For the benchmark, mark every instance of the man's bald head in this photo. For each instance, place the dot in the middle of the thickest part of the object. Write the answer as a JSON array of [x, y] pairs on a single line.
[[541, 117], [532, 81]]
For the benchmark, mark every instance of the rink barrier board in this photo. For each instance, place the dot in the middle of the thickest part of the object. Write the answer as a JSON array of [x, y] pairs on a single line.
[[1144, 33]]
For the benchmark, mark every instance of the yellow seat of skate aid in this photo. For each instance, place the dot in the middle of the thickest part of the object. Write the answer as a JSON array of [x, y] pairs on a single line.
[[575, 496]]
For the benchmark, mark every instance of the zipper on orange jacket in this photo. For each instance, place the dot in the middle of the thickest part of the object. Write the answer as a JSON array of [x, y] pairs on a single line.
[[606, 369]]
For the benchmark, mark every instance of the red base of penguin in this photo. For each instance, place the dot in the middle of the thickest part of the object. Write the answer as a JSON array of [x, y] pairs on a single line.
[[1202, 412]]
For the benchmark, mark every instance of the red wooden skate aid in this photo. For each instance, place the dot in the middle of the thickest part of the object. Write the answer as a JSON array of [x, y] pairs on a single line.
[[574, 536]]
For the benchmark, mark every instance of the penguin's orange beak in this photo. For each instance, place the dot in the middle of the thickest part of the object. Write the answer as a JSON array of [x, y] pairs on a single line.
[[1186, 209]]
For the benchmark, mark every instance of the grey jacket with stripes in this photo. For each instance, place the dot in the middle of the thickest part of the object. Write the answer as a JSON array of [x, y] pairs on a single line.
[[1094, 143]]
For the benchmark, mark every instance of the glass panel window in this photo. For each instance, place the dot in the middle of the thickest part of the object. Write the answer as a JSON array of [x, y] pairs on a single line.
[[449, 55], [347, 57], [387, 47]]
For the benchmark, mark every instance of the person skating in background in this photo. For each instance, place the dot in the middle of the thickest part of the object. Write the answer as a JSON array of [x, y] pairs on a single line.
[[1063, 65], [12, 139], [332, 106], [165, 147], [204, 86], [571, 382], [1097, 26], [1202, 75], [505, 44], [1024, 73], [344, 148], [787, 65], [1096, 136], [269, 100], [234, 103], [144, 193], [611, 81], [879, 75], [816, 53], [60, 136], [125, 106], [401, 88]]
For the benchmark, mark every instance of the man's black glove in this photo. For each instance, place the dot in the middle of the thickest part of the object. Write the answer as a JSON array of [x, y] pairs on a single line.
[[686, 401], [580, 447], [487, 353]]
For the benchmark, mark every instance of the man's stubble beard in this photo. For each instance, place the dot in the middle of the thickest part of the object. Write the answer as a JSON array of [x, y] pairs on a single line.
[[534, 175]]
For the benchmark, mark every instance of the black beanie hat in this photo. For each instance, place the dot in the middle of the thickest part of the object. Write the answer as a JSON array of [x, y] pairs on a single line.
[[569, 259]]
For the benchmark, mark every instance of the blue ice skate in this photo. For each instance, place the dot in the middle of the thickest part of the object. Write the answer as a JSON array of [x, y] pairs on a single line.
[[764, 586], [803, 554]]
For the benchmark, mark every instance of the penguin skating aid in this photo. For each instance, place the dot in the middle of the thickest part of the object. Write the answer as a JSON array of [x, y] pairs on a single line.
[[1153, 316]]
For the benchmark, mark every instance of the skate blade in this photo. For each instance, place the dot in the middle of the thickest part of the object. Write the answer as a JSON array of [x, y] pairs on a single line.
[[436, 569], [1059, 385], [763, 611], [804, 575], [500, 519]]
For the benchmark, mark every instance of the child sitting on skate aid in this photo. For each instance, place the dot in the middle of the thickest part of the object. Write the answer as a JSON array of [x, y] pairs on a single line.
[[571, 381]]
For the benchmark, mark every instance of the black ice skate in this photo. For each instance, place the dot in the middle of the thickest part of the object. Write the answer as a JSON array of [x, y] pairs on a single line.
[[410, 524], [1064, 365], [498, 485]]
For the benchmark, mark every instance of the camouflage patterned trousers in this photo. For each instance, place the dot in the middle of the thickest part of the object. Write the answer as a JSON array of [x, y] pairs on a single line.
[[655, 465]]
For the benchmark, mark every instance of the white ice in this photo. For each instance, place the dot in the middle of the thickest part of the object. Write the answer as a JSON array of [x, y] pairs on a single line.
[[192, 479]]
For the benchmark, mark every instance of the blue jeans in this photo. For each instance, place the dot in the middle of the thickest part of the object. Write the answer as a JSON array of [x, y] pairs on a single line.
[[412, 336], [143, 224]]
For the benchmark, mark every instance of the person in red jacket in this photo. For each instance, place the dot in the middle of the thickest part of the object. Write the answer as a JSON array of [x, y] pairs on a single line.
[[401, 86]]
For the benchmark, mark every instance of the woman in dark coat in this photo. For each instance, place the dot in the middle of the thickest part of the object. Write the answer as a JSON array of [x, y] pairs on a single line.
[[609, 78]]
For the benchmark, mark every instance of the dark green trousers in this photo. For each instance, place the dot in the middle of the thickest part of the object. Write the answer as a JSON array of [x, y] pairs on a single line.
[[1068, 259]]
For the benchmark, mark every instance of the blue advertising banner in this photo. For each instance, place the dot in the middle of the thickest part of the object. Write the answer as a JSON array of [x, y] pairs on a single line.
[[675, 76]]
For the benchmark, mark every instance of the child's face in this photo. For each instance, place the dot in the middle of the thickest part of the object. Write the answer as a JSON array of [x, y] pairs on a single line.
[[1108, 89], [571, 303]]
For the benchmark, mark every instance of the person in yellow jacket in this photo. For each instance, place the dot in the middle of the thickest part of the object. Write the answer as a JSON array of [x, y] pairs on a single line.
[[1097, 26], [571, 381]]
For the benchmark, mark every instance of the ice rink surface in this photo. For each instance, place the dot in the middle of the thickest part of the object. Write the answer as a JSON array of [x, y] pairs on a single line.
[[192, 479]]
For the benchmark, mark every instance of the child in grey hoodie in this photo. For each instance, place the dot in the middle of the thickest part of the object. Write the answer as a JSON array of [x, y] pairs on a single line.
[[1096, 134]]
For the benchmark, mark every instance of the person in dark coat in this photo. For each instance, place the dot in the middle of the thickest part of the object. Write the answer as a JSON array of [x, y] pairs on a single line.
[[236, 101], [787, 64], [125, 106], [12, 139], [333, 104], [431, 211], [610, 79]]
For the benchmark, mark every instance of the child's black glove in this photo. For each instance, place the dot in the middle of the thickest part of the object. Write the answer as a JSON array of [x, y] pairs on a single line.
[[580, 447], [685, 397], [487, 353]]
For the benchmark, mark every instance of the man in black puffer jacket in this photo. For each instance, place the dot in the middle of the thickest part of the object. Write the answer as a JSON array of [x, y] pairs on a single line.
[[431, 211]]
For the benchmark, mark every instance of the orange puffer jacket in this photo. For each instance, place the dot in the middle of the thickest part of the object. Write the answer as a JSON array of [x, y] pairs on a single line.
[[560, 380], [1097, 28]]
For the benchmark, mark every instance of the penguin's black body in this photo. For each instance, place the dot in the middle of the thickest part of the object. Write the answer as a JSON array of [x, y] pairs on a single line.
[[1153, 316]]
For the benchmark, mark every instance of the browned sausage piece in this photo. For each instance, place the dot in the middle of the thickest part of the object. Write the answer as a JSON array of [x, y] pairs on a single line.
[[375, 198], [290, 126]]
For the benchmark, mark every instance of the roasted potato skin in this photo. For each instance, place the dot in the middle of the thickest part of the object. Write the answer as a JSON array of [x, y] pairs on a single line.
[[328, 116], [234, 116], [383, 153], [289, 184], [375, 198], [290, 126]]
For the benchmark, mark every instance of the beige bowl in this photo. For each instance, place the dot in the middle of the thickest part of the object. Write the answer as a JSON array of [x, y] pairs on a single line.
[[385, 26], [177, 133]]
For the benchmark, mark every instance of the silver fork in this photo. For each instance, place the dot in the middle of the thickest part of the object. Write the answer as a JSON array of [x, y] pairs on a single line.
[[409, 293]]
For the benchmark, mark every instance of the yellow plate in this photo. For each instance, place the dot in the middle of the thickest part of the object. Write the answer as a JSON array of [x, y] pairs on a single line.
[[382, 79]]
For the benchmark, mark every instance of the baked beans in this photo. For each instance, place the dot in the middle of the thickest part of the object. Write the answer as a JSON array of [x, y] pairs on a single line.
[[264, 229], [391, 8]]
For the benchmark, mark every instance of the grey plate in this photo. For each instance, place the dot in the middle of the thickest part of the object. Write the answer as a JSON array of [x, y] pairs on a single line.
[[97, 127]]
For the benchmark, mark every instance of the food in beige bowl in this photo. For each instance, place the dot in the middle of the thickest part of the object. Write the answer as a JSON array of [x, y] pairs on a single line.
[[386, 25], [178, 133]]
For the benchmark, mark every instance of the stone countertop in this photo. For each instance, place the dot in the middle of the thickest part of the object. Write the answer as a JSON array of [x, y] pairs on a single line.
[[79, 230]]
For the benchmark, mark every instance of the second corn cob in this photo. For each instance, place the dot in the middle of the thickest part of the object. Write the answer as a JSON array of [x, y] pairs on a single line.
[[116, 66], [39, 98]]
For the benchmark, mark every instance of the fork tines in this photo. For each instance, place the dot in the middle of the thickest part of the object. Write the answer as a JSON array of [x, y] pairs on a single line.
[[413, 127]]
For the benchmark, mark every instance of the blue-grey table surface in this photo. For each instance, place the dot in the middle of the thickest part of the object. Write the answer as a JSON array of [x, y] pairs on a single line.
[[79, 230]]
· · · · · · ·
Can you arrange the records above as a numbered list, starting from their first line and going on through the line that contains "[[1186, 209]]", with both of those lines included and any blank lines left out?

1. For the benchmark, mark every instance of the man's bald head in this photo. For each instance, place the dot in the middle of the thickest part of the object. Write the answer as a JSON array of [x, y] pairs on a single line.
2. [[541, 117], [532, 81]]
3. For the benchmark, mark every instance of the rink barrier board in this photo. For each instance, place the dot in the middle of the thickest part of the object. Write the answer as a JSON array of [x, y] pairs on a single line.
4. [[1144, 33]]
5. For the benchmark, mark every instance of the yellow seat of skate aid in this photo. For each instance, place the dot in the middle of the thickest part of the object. Write the answer as a JSON array of [x, y] pairs on a single line.
6. [[575, 496]]
7. For the benchmark, mark every instance of the zipper on orange jacket in this photo. For each instance, place the dot in the middle of the thickest part of the object. Write the answer as a JSON array of [x, y] pairs on a single line.
8. [[606, 369]]
9. For the benchmark, mark every instance of the red base of penguin in this photo. For each instance, place the dot in the middle of the thickest part of the object. Write the answer as a JSON array of [x, y] pairs on a single line.
10. [[1202, 412]]
11. For the benchmark, mark every instance of the red wooden skate aid in this photo. For each instance, place the dot in the middle of the thickest part of the object. Write the answer as a JSON array of [x, y] pairs on a single line.
12. [[574, 536]]
13. For the benchmark, mark every instance of the penguin's orange beak in this photo. For each instance, place the dot in the middle of the thickest part of the object. Write the answer as a JSON array of [x, y] pairs on a single line.
14. [[1186, 209]]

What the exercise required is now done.